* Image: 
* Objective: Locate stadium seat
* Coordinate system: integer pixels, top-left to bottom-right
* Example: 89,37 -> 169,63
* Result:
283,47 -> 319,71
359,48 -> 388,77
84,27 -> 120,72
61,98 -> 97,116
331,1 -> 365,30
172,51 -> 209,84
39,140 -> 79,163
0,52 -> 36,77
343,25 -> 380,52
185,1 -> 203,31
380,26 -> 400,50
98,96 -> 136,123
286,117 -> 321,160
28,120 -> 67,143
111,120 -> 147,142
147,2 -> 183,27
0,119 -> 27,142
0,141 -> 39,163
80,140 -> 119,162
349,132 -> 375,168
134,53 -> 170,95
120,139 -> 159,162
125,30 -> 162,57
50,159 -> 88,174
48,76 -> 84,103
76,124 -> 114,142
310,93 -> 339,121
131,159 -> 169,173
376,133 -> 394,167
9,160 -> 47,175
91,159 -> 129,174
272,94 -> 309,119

================

**EXERCISE DETAILS**
Please render the lines above as a JSON list of strings, one string per line, leaving out any blank lines.

**RESPONSE TO THE TASK**
[
  "* Image: ",
  "* Objective: Locate stadium seat",
  "* Coordinate system: integer pixels, top-left to bottom-right",
  "* Example: 89,37 -> 169,63",
  "* Result:",
  "283,47 -> 319,71",
  "359,48 -> 388,77",
  "84,27 -> 120,72",
  "61,98 -> 97,116",
  "331,1 -> 365,30",
  "172,51 -> 209,84",
  "39,140 -> 79,163",
  "0,52 -> 36,77",
  "343,25 -> 380,52",
  "185,1 -> 203,31",
  "380,26 -> 400,50",
  "98,96 -> 136,123",
  "286,117 -> 321,160",
  "28,120 -> 67,143",
  "111,120 -> 147,142",
  "147,2 -> 183,27",
  "0,119 -> 27,142",
  "0,141 -> 39,163",
  "80,140 -> 119,162",
  "349,132 -> 375,168",
  "134,53 -> 170,95",
  "120,139 -> 159,162",
  "125,30 -> 162,57",
  "50,159 -> 88,174",
  "48,76 -> 84,103",
  "76,124 -> 114,142",
  "310,93 -> 339,121",
  "131,159 -> 169,173",
  "376,133 -> 394,167",
  "9,160 -> 47,175",
  "91,159 -> 129,174",
  "272,94 -> 309,119"
]